DATA SUPPLIED
== == ==

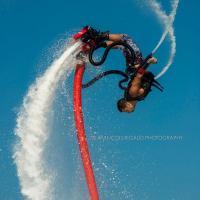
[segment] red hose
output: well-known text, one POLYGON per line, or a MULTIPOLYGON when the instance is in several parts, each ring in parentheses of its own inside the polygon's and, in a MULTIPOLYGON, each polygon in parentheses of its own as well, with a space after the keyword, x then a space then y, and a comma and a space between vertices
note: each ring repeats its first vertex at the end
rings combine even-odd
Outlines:
POLYGON ((82 113, 82 78, 85 70, 84 64, 76 66, 74 76, 74 120, 77 131, 77 139, 81 153, 82 164, 85 172, 87 186, 91 200, 99 200, 98 190, 92 169, 90 153, 88 149, 87 139, 84 129, 83 113, 82 113))

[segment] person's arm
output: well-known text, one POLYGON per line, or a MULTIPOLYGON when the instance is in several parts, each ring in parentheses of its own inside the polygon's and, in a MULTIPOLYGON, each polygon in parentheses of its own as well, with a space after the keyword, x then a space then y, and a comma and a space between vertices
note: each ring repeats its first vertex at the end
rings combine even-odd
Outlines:
MULTIPOLYGON (((109 46, 113 42, 119 42, 122 40, 124 34, 109 34, 109 40, 106 41, 106 45, 109 46)), ((114 46, 113 49, 118 49, 119 46, 114 46)))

== == ==

WORK TO BE COMPLETED
Convert all of the records above into a JSON list of strings with one string per line, leaving out blank lines and the pictures.

ANSWER TO THIS EXERCISE
[
  "[segment] red hose",
  "output: well-known text, one POLYGON per line, or a MULTIPOLYGON when the instance is in several parts, each ring in parentheses of its own inside the polygon's and, in a MULTIPOLYGON, each polygon in parentheses of its own as well, with a space after the keyword, x then a space then y, and a comma and a space between vertices",
  "note: each ring repeats its first vertex at the end",
  "rings combine even-odd",
  "Outlines:",
  "POLYGON ((82 113, 82 78, 85 70, 84 64, 76 66, 74 76, 74 120, 77 131, 77 139, 81 153, 82 164, 85 172, 87 186, 91 200, 99 200, 98 190, 92 169, 90 153, 88 149, 87 139, 84 129, 83 113, 82 113))",
  "[segment] person's arm",
  "output: well-known text, one POLYGON per line, or a MULTIPOLYGON when the instance is in several parts, each ring in parentheses of its own inside the polygon's and, in a MULTIPOLYGON, each polygon in parentheses of its own as well, with a space after the keyword, x then a space then y, and a comma and a space between vertices",
  "note: each ring repeats its first vertex at the end",
  "rings combine even-odd",
  "Outlines:",
  "MULTIPOLYGON (((109 46, 113 42, 119 42, 122 40, 124 34, 109 34, 109 40, 106 41, 106 45, 109 46)), ((114 46, 113 49, 118 49, 119 46, 114 46)))"
]